• SELECTED EXCERPT

____

Here comes a poor mans approach.

1. add in the file gdb/main.c at line 661 the
    following code:

#if defined (POOR_MAN_DEBUG)
   printf_filtered ("[GDB PID %d]\n", getpid());
   t0 = time(NULL);
   while ((diff = difftime(time(NULL), t0)) <= 60);
#endif

and at line 43

#if defined (POOR_MAN_DEBUG)
   #include <sys/time.h>
   double diff;
   time_t t0 = time(NULL);
#endif


2. issue before the configure command:
    export CFLAGS="-g -O0 -DPOOR_MAN_DEBUG"
    export CXXFLAGS=$CFLAGS

3. configure and make your cross-686-pc-cygwin/arm-elf-gdb

4. start the cross-debugging session

5. now you have 60 seconds to attach your host-gdb
    to the just printed PID of your cross-gdb, and to
    set a reasonable breakpoint somewhere near to the
    location where you expect the crash to happen.

6. after 60 s the cross-gdb will continue running and
    your host-gdb shall stop the cross-gdb at the
    breakpoint that you set.

7. Now step through until the crash occurs.


Hopefully this helps.

Best regards

Rolf Jansen


Am 23.06.2008 um 23:31 schrieb Dmitry Smirnov:

> Hi,
>
> I've encountered the very annoying problem with GDB. While  
> debugging, it crashes for some reason and I cannot catch this  
> moment. I have a possibility to attach to the running process with  
> another GDB, but it does not help. Perhaps, there is some way to  
> catch some system exception or something similar?

____

• RECORDS
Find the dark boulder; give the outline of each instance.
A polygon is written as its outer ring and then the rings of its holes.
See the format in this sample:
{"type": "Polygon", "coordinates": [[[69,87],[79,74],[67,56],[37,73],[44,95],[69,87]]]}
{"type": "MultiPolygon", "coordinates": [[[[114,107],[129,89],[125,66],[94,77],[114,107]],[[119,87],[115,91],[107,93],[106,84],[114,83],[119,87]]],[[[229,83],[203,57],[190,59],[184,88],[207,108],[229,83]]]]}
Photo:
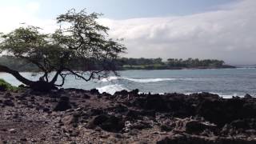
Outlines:
{"type": "Polygon", "coordinates": [[[216,125],[202,122],[199,121],[190,121],[186,124],[186,131],[189,134],[198,134],[206,129],[210,130],[214,130],[216,128],[216,125]]]}
{"type": "Polygon", "coordinates": [[[94,117],[88,125],[88,128],[94,128],[96,126],[106,131],[118,132],[125,126],[121,118],[110,115],[98,115],[94,117]]]}
{"type": "Polygon", "coordinates": [[[121,91],[117,91],[114,93],[114,95],[122,95],[122,96],[125,96],[125,95],[128,95],[129,92],[126,90],[122,90],[121,91]]]}
{"type": "Polygon", "coordinates": [[[92,94],[99,94],[99,92],[97,89],[92,89],[90,90],[90,93],[92,94]]]}
{"type": "Polygon", "coordinates": [[[59,102],[54,108],[54,111],[66,111],[71,108],[70,98],[68,97],[61,97],[59,102]]]}
{"type": "Polygon", "coordinates": [[[14,103],[10,99],[6,99],[3,101],[3,106],[14,106],[14,103]]]}

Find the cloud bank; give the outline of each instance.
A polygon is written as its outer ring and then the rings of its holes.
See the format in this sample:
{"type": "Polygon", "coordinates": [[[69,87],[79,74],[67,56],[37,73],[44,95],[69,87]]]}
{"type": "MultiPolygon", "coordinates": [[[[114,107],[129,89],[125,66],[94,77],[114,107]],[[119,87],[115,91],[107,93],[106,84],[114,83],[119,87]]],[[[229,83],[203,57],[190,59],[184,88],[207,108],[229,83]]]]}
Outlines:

____

• SET OF TASKS
1 – From the GDB debugging post, print the passage that begins at the words "5. now you have" and stops after "that you set.".
2 – Decide whether each statement agrees with the GDB debugging post, answering yes or no and quoting the words of the post that decide it.
(a) The code added at line 43 includes sys/time.h.
(b) The host-gdb must be attached within 30 seconds.
(c) CXXFLAGS is given the same value as CFLAGS.
3 – Summarize the GDB debugging post in two sentences.

• ANSWERS FOR THE EXERCISE
1 –
5. now you have 60 seconds to attach your host-gdb
    to the just printed PID of your cross-gdb, and to
    set a reasonable breakpoint somewhere near to the
    location where you expect the crash to happen.

6. after 60 s the cross-gdb will continue running and
    your host-gdb shall stop the cross-gdb at the
    breakpoint that you set.

2 –
(a) Yes: "#include <sys/time.h>"
(b) No: "now you have 60 seconds to attach your host-gdb"
(c) Yes: "export CXXFLAGS=$CFLAGS"

3 – Dmitry Smirnov reports that GDB crashes during debugging and the moment cannot be caught, and Rolf Jansen answers with a workaround: add code to gdb/main.c under a POOR_MAN_DEBUG flag that prints the GDB PID and waits 60 seconds, then build the cross-gdb with CFLAGS set to "-g -O0 -DPOOR_MAN_DEBUG". During that wait a host-gdb is attached to the printed PID with a breakpoint set near the expected crash location, and once the cross-gdb stops at that breakpoint, one steps through until the crash occurs.